=== Exercise input ===
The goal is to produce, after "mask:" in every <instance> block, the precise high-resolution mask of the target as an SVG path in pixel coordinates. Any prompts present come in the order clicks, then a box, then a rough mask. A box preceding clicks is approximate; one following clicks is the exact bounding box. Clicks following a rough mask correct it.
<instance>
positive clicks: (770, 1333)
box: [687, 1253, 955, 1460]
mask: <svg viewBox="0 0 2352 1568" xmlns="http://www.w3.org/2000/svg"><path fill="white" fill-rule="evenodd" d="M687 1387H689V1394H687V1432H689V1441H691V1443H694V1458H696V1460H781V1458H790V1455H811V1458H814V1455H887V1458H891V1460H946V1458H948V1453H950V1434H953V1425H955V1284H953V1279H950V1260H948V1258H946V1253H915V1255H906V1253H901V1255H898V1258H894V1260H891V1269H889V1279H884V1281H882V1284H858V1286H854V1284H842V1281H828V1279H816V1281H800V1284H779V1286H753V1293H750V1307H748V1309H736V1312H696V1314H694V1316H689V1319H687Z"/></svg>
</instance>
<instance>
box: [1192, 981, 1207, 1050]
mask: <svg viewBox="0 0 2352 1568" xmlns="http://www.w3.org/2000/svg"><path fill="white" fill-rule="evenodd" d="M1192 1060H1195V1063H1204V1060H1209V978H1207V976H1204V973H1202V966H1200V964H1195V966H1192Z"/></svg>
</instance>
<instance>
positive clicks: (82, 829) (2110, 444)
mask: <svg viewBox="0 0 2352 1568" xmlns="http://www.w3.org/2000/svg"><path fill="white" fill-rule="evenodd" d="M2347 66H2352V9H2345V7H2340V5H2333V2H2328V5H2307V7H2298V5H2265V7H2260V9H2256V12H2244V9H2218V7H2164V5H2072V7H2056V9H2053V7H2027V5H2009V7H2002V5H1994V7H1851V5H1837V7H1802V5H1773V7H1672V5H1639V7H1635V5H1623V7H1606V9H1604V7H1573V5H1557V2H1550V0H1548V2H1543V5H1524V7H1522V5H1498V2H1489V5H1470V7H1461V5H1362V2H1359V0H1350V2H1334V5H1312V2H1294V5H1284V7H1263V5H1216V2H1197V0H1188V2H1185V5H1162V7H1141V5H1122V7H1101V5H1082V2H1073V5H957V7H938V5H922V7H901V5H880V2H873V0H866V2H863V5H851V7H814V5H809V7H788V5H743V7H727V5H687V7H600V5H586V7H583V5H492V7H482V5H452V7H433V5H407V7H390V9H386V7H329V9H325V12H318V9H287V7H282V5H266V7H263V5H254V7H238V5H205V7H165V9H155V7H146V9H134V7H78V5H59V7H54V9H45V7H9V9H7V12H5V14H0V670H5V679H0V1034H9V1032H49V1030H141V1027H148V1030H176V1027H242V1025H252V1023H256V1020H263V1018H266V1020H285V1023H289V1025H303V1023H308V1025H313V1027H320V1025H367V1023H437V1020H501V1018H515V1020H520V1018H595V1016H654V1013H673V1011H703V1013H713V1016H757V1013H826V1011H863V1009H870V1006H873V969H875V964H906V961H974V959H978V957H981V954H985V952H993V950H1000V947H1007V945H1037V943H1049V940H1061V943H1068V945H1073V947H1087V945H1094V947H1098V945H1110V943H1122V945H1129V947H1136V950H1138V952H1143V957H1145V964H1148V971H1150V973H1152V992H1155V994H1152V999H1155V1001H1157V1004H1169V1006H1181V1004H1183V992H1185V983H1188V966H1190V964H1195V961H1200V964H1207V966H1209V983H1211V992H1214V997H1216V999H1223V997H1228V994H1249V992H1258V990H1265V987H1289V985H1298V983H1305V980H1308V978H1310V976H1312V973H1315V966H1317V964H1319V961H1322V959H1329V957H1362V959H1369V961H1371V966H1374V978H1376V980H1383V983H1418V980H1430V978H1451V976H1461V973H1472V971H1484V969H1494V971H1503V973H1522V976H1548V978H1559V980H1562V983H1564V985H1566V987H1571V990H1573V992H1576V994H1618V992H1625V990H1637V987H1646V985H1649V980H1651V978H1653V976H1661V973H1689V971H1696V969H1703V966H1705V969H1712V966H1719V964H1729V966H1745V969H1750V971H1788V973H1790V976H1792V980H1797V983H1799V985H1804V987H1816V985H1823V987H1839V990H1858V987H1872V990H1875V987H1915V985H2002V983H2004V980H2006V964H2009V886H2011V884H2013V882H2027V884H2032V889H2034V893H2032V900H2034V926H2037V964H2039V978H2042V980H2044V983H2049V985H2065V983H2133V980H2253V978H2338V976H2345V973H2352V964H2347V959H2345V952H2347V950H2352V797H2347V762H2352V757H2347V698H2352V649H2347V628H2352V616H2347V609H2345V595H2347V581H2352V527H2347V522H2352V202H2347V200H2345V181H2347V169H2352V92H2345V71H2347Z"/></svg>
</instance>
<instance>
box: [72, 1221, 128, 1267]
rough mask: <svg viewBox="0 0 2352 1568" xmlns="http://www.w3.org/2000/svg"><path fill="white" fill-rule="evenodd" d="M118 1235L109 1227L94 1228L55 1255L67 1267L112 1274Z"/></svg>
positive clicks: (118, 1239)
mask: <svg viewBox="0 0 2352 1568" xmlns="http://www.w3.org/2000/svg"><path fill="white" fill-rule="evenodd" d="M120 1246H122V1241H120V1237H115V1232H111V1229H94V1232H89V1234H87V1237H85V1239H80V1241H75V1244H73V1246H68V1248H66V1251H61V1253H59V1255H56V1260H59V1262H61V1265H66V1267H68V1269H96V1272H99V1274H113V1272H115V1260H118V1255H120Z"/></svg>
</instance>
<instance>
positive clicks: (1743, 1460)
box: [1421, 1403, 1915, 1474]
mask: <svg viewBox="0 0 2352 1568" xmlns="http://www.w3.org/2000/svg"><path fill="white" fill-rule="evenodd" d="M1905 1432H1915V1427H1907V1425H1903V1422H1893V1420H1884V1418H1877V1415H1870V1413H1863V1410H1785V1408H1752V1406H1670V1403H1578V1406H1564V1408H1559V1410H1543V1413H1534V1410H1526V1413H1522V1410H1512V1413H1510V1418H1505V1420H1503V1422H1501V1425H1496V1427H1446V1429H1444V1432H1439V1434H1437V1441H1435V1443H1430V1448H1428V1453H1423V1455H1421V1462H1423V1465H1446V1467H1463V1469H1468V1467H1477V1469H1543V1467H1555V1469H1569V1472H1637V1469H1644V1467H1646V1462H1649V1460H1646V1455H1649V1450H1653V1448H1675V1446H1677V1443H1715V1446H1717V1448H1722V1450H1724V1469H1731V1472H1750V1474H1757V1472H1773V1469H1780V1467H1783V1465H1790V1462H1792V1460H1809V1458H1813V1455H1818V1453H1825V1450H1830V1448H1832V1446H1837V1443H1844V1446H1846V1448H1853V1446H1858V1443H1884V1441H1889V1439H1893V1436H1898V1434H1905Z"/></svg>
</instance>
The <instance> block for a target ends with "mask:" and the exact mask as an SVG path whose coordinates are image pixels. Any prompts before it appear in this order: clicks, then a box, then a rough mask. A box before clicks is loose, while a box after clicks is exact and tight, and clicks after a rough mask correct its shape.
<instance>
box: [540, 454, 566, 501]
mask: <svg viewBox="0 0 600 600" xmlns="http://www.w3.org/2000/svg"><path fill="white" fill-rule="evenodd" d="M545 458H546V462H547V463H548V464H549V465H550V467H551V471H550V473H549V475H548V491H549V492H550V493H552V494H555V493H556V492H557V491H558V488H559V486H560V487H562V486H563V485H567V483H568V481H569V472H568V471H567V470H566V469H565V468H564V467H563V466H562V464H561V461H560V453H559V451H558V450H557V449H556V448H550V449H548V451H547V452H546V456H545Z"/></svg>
===
Copy out each line of the records character for character.

The goal is to produce, after "mask:" in every <instance> block, the precise high-resolution mask of the target as an SVG path in pixel coordinates. Any prompts present come in the order clicks, then a box, then a rough mask. A box preceding clicks is approximate; one following clicks is the exact bounding box. Clicks following a rough mask correct it.
<instance>
positive clicks: (770, 1333)
box: [687, 1253, 955, 1460]
mask: <svg viewBox="0 0 2352 1568" xmlns="http://www.w3.org/2000/svg"><path fill="white" fill-rule="evenodd" d="M687 1387H689V1394H687V1432H689V1441H691V1443H694V1458H696V1460H781V1458H790V1455H811V1458H814V1455H887V1458H891V1460H946V1458H948V1453H950V1434H953V1425H955V1284H953V1279H950V1260H948V1258H946V1253H915V1255H906V1253H901V1255H898V1258H894V1260H891V1269H889V1279H884V1281H882V1284H858V1286H854V1284H842V1281H828V1279H816V1281H800V1284H779V1286H753V1293H750V1307H748V1309H736V1312H696V1314H694V1316H689V1319H687Z"/></svg>
</instance>
<instance>
box: [1192, 981, 1207, 1050]
mask: <svg viewBox="0 0 2352 1568" xmlns="http://www.w3.org/2000/svg"><path fill="white" fill-rule="evenodd" d="M1192 1060H1195V1063H1204V1060H1209V978H1207V976H1204V973H1202V966H1200V964H1195V966H1192Z"/></svg>
</instance>
<instance>
positive clicks: (82, 829) (2110, 444)
mask: <svg viewBox="0 0 2352 1568" xmlns="http://www.w3.org/2000/svg"><path fill="white" fill-rule="evenodd" d="M2347 66H2352V9H2345V7H2340V5H2333V2H2328V5H2307V7H2298V5H2265V7H2260V9H2256V12H2244V9H2218V7H2164V5H2072V7H2056V9H2053V7H2027V5H2009V7H2002V5H1994V7H1851V5H1837V7H1802V5H1773V7H1672V5H1639V7H1635V5H1623V7H1606V9H1604V7H1573V5H1557V2H1550V0H1548V2H1543V5H1524V7H1522V5H1498V2H1489V5H1470V7H1461V5H1362V2H1359V0H1350V2H1334V5H1312V2H1294V5H1284V7H1263V5H1216V2H1197V0H1188V2H1185V5H1162V7H1141V5H1122V7H1101V5H1082V2H1073V5H957V7H938V5H922V7H901V5H880V2H873V0H866V2H863V5H851V7H814V5H809V7H788V5H743V7H727V5H687V7H600V5H586V7H583V5H492V7H482V5H452V7H433V5H407V7H390V9H386V7H329V9H325V12H318V9H287V7H282V5H266V7H263V5H254V7H238V5H205V7H165V9H155V7H146V9H134V7H78V5H59V7H54V9H45V7H9V9H7V12H5V14H0V670H5V679H0V1034H9V1032H49V1030H141V1027H148V1030H176V1027H242V1025H252V1023H256V1020H263V1018H266V1020H285V1023H289V1025H303V1023H308V1025H313V1027H320V1025H367V1023H437V1020H501V1018H515V1020H520V1018H595V1016H654V1013H673V1011H703V1013H713V1016H757V1013H826V1011H863V1009H870V1006H873V969H875V964H906V961H974V959H978V957H981V954H985V952H993V950H1000V947H1007V945H1037V943H1049V940H1061V943H1068V945H1073V947H1087V945H1094V947H1098V945H1110V943H1122V945H1129V947H1136V950H1138V952H1143V957H1145V964H1148V971H1150V973H1152V992H1155V994H1152V999H1155V1001H1157V1004H1169V1006H1181V1004H1183V992H1185V983H1188V966H1190V964H1195V961H1200V964H1207V966H1209V983H1211V992H1214V997H1216V999H1223V997H1228V994H1249V992H1258V990H1265V987H1289V985H1298V983H1305V980H1308V978H1310V976H1312V973H1315V966H1317V964H1319V961H1322V959H1329V957H1362V959H1369V961H1371V966H1374V978H1376V980H1383V983H1418V980H1430V978H1451V976H1461V973H1472V971H1484V969H1494V971H1503V973H1522V976H1548V978H1559V980H1562V983H1564V985H1566V987H1571V990H1573V992H1576V994H1618V992H1625V990H1637V987H1646V985H1649V980H1651V978H1653V976H1661V973H1689V971H1696V969H1703V966H1705V969H1712V966H1719V964H1729V966H1745V969H1750V971H1788V973H1790V976H1792V980H1797V983H1799V985H1804V987H1816V985H1823V987H1839V990H1858V987H1872V990H1875V987H1915V985H2002V983H2004V980H2006V964H2009V886H2011V884H2013V882H2027V884H2032V889H2034V893H2032V900H2034V926H2037V964H2039V978H2042V980H2044V983H2049V985H2065V983H2133V980H2253V978H2338V976H2345V973H2352V964H2347V959H2345V952H2347V950H2352V797H2347V762H2352V757H2347V698H2352V649H2347V628H2352V616H2347V609H2345V595H2347V581H2352V527H2347V522H2352V202H2347V200H2345V181H2347V169H2352V92H2345V71H2347Z"/></svg>
</instance>
<instance>
box: [72, 1221, 128, 1267]
rough mask: <svg viewBox="0 0 2352 1568" xmlns="http://www.w3.org/2000/svg"><path fill="white" fill-rule="evenodd" d="M118 1235L109 1227L94 1228L55 1255L67 1267L112 1274Z"/></svg>
positive clicks: (118, 1239)
mask: <svg viewBox="0 0 2352 1568" xmlns="http://www.w3.org/2000/svg"><path fill="white" fill-rule="evenodd" d="M120 1246H122V1241H120V1237H115V1232H111V1229H94V1232H89V1234H87V1237H85V1239H80V1241H75V1244H73V1246H68V1248H66V1251H61V1253H59V1255H56V1260H59V1262H61V1265H66V1267H68V1269H96V1272H99V1274H113V1272H115V1260H118V1255H120Z"/></svg>
</instance>
<instance>
positive clicks: (1743, 1460)
box: [1421, 1403, 1915, 1474]
mask: <svg viewBox="0 0 2352 1568" xmlns="http://www.w3.org/2000/svg"><path fill="white" fill-rule="evenodd" d="M1905 1432H1915V1427H1907V1425H1903V1422H1893V1420H1884V1418H1877V1415H1870V1413H1863V1410H1785V1408H1752V1406H1670V1403H1578V1406H1564V1408H1559V1410H1543V1413H1534V1410H1526V1413H1522V1410H1512V1413H1510V1418H1505V1420H1503V1422H1501V1425H1496V1427H1446V1429H1444V1432H1439V1434H1437V1441H1435V1443H1430V1448H1428V1453H1423V1455H1421V1462H1423V1465H1446V1467H1463V1469H1468V1467H1477V1469H1543V1467H1555V1469H1569V1472H1637V1469H1644V1467H1646V1462H1649V1460H1646V1455H1649V1450H1653V1448H1675V1446H1677V1443H1715V1446H1717V1448H1722V1450H1724V1469H1731V1472H1750V1474H1757V1472H1773V1469H1780V1467H1783V1465H1790V1462H1792V1460H1809V1458H1813V1455H1818V1453H1825V1450H1830V1448H1832V1446H1837V1443H1844V1446H1846V1448H1853V1446H1858V1443H1884V1441H1889V1439H1893V1436H1898V1434H1905Z"/></svg>
</instance>
The <instance> block for a target ends with "mask:" and the exact mask as an SVG path whose coordinates are image pixels. Any prompts before it appear in this order: clicks, then a box, then a rough mask. A box before clicks is loose, while a box after clicks is exact and tight, and clicks after a rough mask correct its shape.
<instance>
box: [540, 454, 566, 501]
mask: <svg viewBox="0 0 600 600" xmlns="http://www.w3.org/2000/svg"><path fill="white" fill-rule="evenodd" d="M545 458H546V462H547V463H548V464H549V465H550V467H551V471H550V473H549V475H548V491H549V492H550V493H552V494H555V493H556V492H557V491H558V488H559V486H560V487H562V486H563V485H567V483H568V481H569V472H568V471H567V470H566V469H565V468H564V467H563V466H562V464H561V461H560V453H559V451H558V450H557V449H556V448H550V449H548V451H547V452H546V456H545Z"/></svg>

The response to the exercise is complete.